# [Short exercise 1]
Gather every line of the listing that contains the string "sneaker", matching case exactly.

# [Document passage]
Swamp Bucks

An expert deer hunter I am not, do not profess to be, never had the benefit of a venerable mentor to hunt beside, teach me. Yes, I have taken deer over the years, mostly does when holding a rare permit during shotgun or blackpowder. But, still, I always keep my eyes open and try to understand deer by evaluating surprise close encounters, one recent.

Many of those chance encounters occur during pheasant season, while noisily brush-busting through dense alder swamps. That’s when I seem to jump deer, often nice bucks making the rounds during the November rut. It never ceases to amaze me where I find them, what I’m doing at the time of the sighting, and how I am moving compared to the way I slither through the woods when actually hunting deer. It leaves me thinking that perhaps I do it all wrong during deer season, slowly stalking, still-hunting, sitting on stand for hours waiting for one to appear. Some of the best deerslayers I have known, especially trappers, learn fast that you’re just as apt to bump a deer and have a good shot at it while moving like I do while bird hunting through dense, tangled cover. These men have the trophies to prove it.

My recent deer sighting occurred an hour into a pheasant hunt while angling across a gnarly open field toward a corner of dense young alders fronting cattails, a deep ditch filled with water, and taller, mature alders behind it. I was handling the dogs, often giving them two short bursts on my whistle to turn them, also giving them the whistle and vocal command to “come around,” my way of keeping them within range. It was after such a command that Lily appeared from my right and sprinted down a manmade path through dried golden rod and other weeds, tail furiously wagging. As I watched her, I caught a subtle flash of white in the young, head-high alders ahead of her, then noticed movement; yes, a big deer, head low, furtively trotting. When it broke briefly into a partial 10- or 12-foot opening, I could see large antlers, then its hind quarters as it moved away from me. When it reached the ditch, it jumped the water and circled back toward a dense, impenetrable alder swamp. Imagine that, I thought: all this activity and racket by me and the dogs, and a big buck passes within 80 yards; the third straight year I had seen a nice buck in that field at midday.

# [Data to use]
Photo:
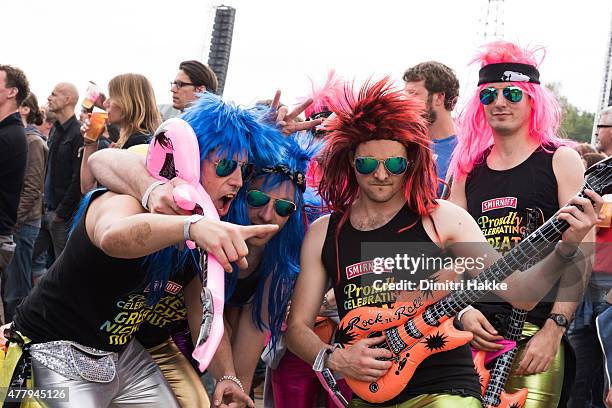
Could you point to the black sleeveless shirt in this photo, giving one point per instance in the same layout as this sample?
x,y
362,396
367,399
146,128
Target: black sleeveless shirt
x,y
357,283
500,201
90,298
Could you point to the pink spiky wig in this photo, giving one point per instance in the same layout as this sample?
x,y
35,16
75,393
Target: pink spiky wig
x,y
475,134
378,112
323,96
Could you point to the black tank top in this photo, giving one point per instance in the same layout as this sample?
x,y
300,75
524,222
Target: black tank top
x,y
88,297
352,272
500,201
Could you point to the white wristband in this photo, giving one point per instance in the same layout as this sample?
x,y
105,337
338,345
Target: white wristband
x,y
192,219
233,379
461,313
145,196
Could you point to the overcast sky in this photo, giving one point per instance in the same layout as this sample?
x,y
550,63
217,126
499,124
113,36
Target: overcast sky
x,y
280,44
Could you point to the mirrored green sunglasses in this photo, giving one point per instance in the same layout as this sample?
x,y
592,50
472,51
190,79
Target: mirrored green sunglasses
x,y
258,199
368,165
225,167
512,94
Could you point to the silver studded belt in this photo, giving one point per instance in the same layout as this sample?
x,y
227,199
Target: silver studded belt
x,y
75,361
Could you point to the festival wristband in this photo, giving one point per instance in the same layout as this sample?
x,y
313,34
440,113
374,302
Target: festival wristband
x,y
464,311
565,257
322,357
233,379
145,196
192,219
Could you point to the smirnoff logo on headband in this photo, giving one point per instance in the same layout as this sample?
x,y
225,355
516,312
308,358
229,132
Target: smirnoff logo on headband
x,y
512,76
362,268
495,203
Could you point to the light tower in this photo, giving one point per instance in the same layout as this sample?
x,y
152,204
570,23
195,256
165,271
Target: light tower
x,y
493,20
605,99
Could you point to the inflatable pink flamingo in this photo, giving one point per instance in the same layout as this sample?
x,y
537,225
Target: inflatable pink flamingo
x,y
174,152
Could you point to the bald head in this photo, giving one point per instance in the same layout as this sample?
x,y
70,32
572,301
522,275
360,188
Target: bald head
x,y
69,91
63,99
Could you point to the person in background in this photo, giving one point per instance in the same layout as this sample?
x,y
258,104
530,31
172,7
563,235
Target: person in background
x,y
192,78
14,88
132,107
62,192
18,281
49,120
437,86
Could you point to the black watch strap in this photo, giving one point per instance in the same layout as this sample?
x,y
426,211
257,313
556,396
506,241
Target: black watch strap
x,y
559,319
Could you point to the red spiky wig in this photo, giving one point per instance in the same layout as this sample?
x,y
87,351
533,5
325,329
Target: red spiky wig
x,y
378,112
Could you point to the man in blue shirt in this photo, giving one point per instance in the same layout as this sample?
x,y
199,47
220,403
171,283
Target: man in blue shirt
x,y
437,86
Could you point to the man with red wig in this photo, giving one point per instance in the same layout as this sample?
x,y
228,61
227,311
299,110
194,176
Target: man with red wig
x,y
508,164
380,184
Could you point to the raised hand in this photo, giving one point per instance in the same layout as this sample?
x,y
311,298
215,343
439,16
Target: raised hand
x,y
285,119
227,242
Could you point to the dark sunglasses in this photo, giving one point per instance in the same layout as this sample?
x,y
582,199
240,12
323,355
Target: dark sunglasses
x,y
368,165
512,94
258,199
226,167
180,84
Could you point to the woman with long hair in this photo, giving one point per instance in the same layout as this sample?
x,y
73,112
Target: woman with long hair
x,y
132,107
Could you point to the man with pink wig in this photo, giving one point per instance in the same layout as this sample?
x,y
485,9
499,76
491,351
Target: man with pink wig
x,y
510,167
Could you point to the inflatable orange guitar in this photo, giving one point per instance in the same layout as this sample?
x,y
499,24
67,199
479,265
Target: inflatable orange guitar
x,y
494,381
414,331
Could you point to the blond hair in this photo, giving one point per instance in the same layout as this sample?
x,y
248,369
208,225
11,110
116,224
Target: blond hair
x,y
133,94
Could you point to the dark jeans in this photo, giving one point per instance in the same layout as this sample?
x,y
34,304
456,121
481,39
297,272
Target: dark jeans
x,y
7,250
18,277
589,384
53,234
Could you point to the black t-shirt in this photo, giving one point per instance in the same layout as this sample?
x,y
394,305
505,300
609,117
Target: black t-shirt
x,y
500,201
89,297
169,313
136,139
13,157
357,284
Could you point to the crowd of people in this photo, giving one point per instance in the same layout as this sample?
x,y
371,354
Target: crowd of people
x,y
102,297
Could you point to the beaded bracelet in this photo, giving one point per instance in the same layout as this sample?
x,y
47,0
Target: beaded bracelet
x,y
233,379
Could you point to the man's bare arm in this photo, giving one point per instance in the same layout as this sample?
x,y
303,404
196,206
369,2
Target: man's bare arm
x,y
121,171
307,295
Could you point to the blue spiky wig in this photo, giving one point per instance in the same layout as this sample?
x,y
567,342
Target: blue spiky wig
x,y
230,130
281,258
227,130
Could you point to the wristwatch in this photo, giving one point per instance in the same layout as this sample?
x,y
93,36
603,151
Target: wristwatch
x,y
559,319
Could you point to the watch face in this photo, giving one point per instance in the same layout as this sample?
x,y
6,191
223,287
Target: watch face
x,y
561,320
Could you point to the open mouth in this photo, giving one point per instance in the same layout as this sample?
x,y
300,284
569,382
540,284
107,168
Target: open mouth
x,y
225,203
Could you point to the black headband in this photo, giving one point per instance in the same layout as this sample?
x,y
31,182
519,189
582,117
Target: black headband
x,y
508,72
296,176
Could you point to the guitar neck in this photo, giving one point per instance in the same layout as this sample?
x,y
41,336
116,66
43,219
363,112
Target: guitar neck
x,y
499,376
530,250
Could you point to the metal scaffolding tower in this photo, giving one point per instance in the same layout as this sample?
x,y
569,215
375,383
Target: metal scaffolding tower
x,y
494,20
606,84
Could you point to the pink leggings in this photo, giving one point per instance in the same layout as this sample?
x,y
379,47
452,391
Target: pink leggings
x,y
295,385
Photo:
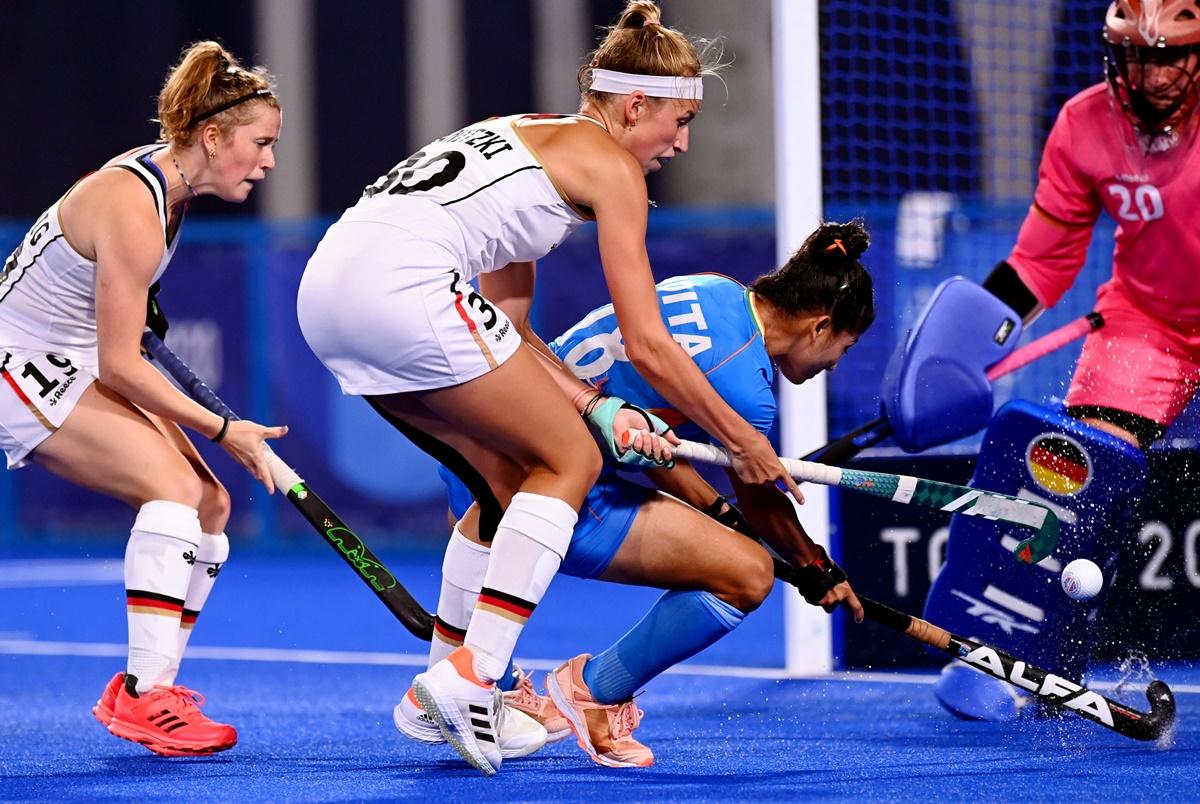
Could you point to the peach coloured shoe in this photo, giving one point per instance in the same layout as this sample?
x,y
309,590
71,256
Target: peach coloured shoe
x,y
103,708
525,699
604,730
168,721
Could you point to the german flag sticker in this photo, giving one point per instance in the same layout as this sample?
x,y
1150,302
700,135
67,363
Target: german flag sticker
x,y
1059,465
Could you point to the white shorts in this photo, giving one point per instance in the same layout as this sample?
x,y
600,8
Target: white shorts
x,y
388,312
37,393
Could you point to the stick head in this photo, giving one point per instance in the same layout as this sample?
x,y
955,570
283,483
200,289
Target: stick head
x,y
1041,544
1162,711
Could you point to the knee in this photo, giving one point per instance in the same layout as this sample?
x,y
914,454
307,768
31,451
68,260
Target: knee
x,y
215,508
179,484
753,581
579,461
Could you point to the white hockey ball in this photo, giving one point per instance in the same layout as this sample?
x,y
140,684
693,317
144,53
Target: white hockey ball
x,y
1081,580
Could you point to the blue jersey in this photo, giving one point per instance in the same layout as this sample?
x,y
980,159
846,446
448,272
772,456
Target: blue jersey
x,y
711,318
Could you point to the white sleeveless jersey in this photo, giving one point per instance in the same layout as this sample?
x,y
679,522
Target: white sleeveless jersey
x,y
48,289
479,193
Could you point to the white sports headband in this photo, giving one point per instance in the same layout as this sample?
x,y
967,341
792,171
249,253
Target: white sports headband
x,y
623,83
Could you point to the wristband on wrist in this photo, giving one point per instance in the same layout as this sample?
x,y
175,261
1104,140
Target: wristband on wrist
x,y
575,400
592,405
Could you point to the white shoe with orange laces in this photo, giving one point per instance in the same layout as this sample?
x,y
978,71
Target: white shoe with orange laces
x,y
520,735
466,708
604,730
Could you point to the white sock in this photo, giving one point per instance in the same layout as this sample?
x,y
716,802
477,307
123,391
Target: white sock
x,y
210,557
157,568
462,576
531,543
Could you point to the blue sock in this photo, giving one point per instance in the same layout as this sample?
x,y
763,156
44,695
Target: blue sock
x,y
508,682
679,624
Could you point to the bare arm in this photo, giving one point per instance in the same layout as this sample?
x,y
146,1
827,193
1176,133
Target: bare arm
x,y
115,221
621,204
772,515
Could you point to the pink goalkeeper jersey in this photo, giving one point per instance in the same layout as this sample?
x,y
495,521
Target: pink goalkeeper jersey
x,y
1086,167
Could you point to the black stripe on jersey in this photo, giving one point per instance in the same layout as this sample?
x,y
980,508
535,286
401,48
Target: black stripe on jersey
x,y
25,269
528,167
141,175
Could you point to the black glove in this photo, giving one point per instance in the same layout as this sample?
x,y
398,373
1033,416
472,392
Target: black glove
x,y
815,580
731,516
155,318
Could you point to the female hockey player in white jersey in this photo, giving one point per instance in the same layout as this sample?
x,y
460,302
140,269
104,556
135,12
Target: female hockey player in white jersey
x,y
797,322
385,305
79,400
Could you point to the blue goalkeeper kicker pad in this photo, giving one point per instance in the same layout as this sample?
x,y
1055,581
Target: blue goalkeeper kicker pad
x,y
935,389
1090,480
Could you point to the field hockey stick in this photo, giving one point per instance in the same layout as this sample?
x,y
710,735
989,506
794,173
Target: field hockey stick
x,y
370,569
846,447
1053,689
909,490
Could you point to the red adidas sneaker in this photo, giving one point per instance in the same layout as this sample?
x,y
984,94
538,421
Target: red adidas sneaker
x,y
103,708
168,721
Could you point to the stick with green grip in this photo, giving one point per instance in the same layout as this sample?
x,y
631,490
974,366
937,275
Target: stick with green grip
x,y
370,569
909,490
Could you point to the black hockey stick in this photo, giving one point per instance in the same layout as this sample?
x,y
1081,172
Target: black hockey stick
x,y
1053,689
907,490
370,569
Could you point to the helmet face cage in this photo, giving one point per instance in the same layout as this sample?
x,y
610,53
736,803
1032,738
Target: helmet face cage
x,y
1126,66
1159,36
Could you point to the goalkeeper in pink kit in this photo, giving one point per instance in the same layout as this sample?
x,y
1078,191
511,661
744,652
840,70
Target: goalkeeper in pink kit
x,y
1128,148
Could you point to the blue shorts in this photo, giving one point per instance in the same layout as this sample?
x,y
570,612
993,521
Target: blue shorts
x,y
604,522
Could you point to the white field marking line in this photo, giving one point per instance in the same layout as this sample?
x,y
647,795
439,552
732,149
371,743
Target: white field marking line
x,y
53,573
40,648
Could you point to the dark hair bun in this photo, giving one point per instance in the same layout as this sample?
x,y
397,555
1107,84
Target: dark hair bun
x,y
837,238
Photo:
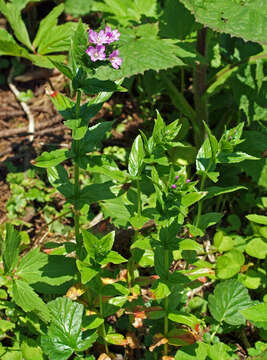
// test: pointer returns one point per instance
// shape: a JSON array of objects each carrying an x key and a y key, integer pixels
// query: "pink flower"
[
  {"x": 97, "y": 53},
  {"x": 97, "y": 38},
  {"x": 111, "y": 36},
  {"x": 115, "y": 59}
]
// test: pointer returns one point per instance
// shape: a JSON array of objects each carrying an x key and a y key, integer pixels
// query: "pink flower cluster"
[{"x": 100, "y": 38}]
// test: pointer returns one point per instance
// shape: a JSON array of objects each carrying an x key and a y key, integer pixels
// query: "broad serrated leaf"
[
  {"x": 48, "y": 24},
  {"x": 136, "y": 157},
  {"x": 246, "y": 19},
  {"x": 52, "y": 158},
  {"x": 13, "y": 14},
  {"x": 28, "y": 300},
  {"x": 65, "y": 334},
  {"x": 10, "y": 248},
  {"x": 229, "y": 264},
  {"x": 8, "y": 46},
  {"x": 256, "y": 313},
  {"x": 228, "y": 299}
]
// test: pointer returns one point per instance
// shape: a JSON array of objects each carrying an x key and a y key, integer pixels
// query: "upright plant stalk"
[
  {"x": 200, "y": 84},
  {"x": 76, "y": 144},
  {"x": 166, "y": 304},
  {"x": 103, "y": 325}
]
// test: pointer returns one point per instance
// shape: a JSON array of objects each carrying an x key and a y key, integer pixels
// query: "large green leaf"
[
  {"x": 65, "y": 334},
  {"x": 246, "y": 19},
  {"x": 47, "y": 24},
  {"x": 229, "y": 297},
  {"x": 11, "y": 248},
  {"x": 28, "y": 300},
  {"x": 13, "y": 14},
  {"x": 141, "y": 52}
]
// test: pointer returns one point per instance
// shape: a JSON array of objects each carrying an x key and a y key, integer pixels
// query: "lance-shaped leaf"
[
  {"x": 228, "y": 299},
  {"x": 52, "y": 158},
  {"x": 65, "y": 334},
  {"x": 136, "y": 157},
  {"x": 11, "y": 248}
]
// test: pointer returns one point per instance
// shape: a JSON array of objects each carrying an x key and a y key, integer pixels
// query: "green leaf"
[
  {"x": 31, "y": 350},
  {"x": 141, "y": 54},
  {"x": 258, "y": 219},
  {"x": 257, "y": 248},
  {"x": 65, "y": 335},
  {"x": 191, "y": 198},
  {"x": 30, "y": 265},
  {"x": 229, "y": 264},
  {"x": 228, "y": 299},
  {"x": 11, "y": 248},
  {"x": 218, "y": 190},
  {"x": 168, "y": 27},
  {"x": 94, "y": 136},
  {"x": 223, "y": 242},
  {"x": 114, "y": 258},
  {"x": 236, "y": 157},
  {"x": 78, "y": 8},
  {"x": 52, "y": 158},
  {"x": 8, "y": 46},
  {"x": 136, "y": 157},
  {"x": 13, "y": 14},
  {"x": 28, "y": 300},
  {"x": 48, "y": 24},
  {"x": 256, "y": 313},
  {"x": 183, "y": 318},
  {"x": 57, "y": 39},
  {"x": 208, "y": 220},
  {"x": 87, "y": 271},
  {"x": 225, "y": 16}
]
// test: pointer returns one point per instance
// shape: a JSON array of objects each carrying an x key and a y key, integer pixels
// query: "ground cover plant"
[{"x": 153, "y": 247}]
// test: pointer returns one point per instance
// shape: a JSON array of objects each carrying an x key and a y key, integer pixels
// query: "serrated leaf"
[
  {"x": 8, "y": 46},
  {"x": 65, "y": 335},
  {"x": 28, "y": 300},
  {"x": 229, "y": 264},
  {"x": 48, "y": 24},
  {"x": 30, "y": 265},
  {"x": 136, "y": 157},
  {"x": 13, "y": 14},
  {"x": 258, "y": 219},
  {"x": 245, "y": 19},
  {"x": 256, "y": 313},
  {"x": 257, "y": 248},
  {"x": 52, "y": 158},
  {"x": 10, "y": 250},
  {"x": 228, "y": 299}
]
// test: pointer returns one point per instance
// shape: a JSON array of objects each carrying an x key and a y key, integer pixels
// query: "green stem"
[
  {"x": 200, "y": 203},
  {"x": 103, "y": 329},
  {"x": 166, "y": 304},
  {"x": 139, "y": 204},
  {"x": 215, "y": 332},
  {"x": 76, "y": 145},
  {"x": 200, "y": 84}
]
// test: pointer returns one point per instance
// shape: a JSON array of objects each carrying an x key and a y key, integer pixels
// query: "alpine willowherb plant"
[{"x": 100, "y": 38}]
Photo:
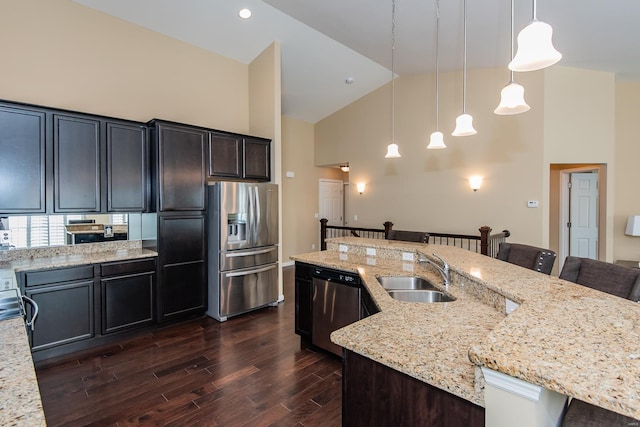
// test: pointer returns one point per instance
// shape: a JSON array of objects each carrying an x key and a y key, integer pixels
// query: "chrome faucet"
[{"x": 444, "y": 270}]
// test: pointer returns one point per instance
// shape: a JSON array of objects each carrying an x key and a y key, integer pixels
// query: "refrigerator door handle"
[
  {"x": 248, "y": 272},
  {"x": 245, "y": 253}
]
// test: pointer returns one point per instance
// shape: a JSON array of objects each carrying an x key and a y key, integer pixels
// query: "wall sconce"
[
  {"x": 475, "y": 182},
  {"x": 633, "y": 226}
]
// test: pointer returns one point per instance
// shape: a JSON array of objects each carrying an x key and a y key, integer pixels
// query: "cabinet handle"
[{"x": 31, "y": 323}]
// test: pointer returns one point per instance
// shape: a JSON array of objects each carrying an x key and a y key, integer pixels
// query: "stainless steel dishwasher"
[{"x": 336, "y": 303}]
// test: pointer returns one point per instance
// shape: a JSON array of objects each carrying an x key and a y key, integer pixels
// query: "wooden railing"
[{"x": 485, "y": 243}]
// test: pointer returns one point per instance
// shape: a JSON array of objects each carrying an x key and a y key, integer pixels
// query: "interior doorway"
[
  {"x": 331, "y": 203},
  {"x": 577, "y": 211}
]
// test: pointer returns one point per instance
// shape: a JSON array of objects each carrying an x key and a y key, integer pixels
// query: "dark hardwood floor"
[{"x": 248, "y": 371}]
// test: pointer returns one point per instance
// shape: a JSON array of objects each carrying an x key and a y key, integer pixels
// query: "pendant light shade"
[
  {"x": 464, "y": 122},
  {"x": 512, "y": 95},
  {"x": 436, "y": 141},
  {"x": 392, "y": 149},
  {"x": 535, "y": 48},
  {"x": 464, "y": 125},
  {"x": 512, "y": 100}
]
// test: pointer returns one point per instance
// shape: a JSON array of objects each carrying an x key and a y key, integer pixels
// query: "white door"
[
  {"x": 583, "y": 232},
  {"x": 331, "y": 201}
]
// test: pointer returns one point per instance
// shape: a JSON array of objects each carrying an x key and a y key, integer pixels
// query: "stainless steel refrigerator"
[{"x": 243, "y": 247}]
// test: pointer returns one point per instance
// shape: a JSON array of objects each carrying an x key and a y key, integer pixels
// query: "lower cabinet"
[
  {"x": 78, "y": 307},
  {"x": 374, "y": 394},
  {"x": 303, "y": 300},
  {"x": 127, "y": 291},
  {"x": 65, "y": 314}
]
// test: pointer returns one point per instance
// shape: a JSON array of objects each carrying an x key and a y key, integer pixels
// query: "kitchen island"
[{"x": 563, "y": 337}]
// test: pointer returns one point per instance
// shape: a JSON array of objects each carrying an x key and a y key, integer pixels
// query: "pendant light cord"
[
  {"x": 393, "y": 74},
  {"x": 464, "y": 70},
  {"x": 512, "y": 29},
  {"x": 437, "y": 44}
]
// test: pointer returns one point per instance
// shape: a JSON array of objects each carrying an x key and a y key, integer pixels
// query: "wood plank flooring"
[{"x": 248, "y": 371}]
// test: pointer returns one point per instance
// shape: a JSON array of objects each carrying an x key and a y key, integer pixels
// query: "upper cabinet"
[
  {"x": 22, "y": 159},
  {"x": 225, "y": 155},
  {"x": 180, "y": 164},
  {"x": 239, "y": 157},
  {"x": 257, "y": 159},
  {"x": 76, "y": 168},
  {"x": 55, "y": 161},
  {"x": 127, "y": 167}
]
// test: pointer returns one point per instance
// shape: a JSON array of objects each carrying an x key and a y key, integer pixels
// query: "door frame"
[
  {"x": 335, "y": 181},
  {"x": 564, "y": 212}
]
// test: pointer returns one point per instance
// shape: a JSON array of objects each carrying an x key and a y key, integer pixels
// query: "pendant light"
[
  {"x": 437, "y": 139},
  {"x": 464, "y": 122},
  {"x": 512, "y": 95},
  {"x": 535, "y": 48},
  {"x": 392, "y": 149}
]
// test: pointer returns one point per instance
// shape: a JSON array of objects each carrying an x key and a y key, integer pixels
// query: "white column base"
[{"x": 513, "y": 402}]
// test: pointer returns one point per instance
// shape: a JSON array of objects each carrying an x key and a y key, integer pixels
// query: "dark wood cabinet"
[
  {"x": 127, "y": 291},
  {"x": 303, "y": 301},
  {"x": 76, "y": 169},
  {"x": 127, "y": 165},
  {"x": 65, "y": 298},
  {"x": 22, "y": 159},
  {"x": 257, "y": 159},
  {"x": 181, "y": 173},
  {"x": 376, "y": 395},
  {"x": 225, "y": 155},
  {"x": 183, "y": 278}
]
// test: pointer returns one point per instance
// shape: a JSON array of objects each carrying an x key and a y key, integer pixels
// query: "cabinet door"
[
  {"x": 225, "y": 155},
  {"x": 303, "y": 298},
  {"x": 257, "y": 159},
  {"x": 76, "y": 144},
  {"x": 65, "y": 314},
  {"x": 22, "y": 160},
  {"x": 127, "y": 167},
  {"x": 127, "y": 301},
  {"x": 181, "y": 168},
  {"x": 182, "y": 284}
]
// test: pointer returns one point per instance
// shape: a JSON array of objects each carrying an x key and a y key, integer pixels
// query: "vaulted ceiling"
[{"x": 324, "y": 42}]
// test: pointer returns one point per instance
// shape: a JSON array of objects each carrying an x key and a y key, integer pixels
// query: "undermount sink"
[
  {"x": 420, "y": 296},
  {"x": 405, "y": 283},
  {"x": 412, "y": 289}
]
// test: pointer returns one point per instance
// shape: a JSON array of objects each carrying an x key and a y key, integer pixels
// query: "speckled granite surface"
[
  {"x": 564, "y": 337},
  {"x": 20, "y": 403}
]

# [Short exercise 2]
Please answer these questions about the deer-hunting passage, one per line:
(a) When has the writer mostly taken does?
(b) During which month's rut does the writer often jump nice bucks?
(c) Within how many yards did the big buck pass the writer?

# [Complete response 1]
Could you point to the red adidas sneaker in this photo, giving one point per instance in the same layout as this sample?
Target: red adidas sneaker

# [Complete response 2]
(a) When holding a rare permit during shotgun or blackpowder season.
(b) November.
(c) 80 yards.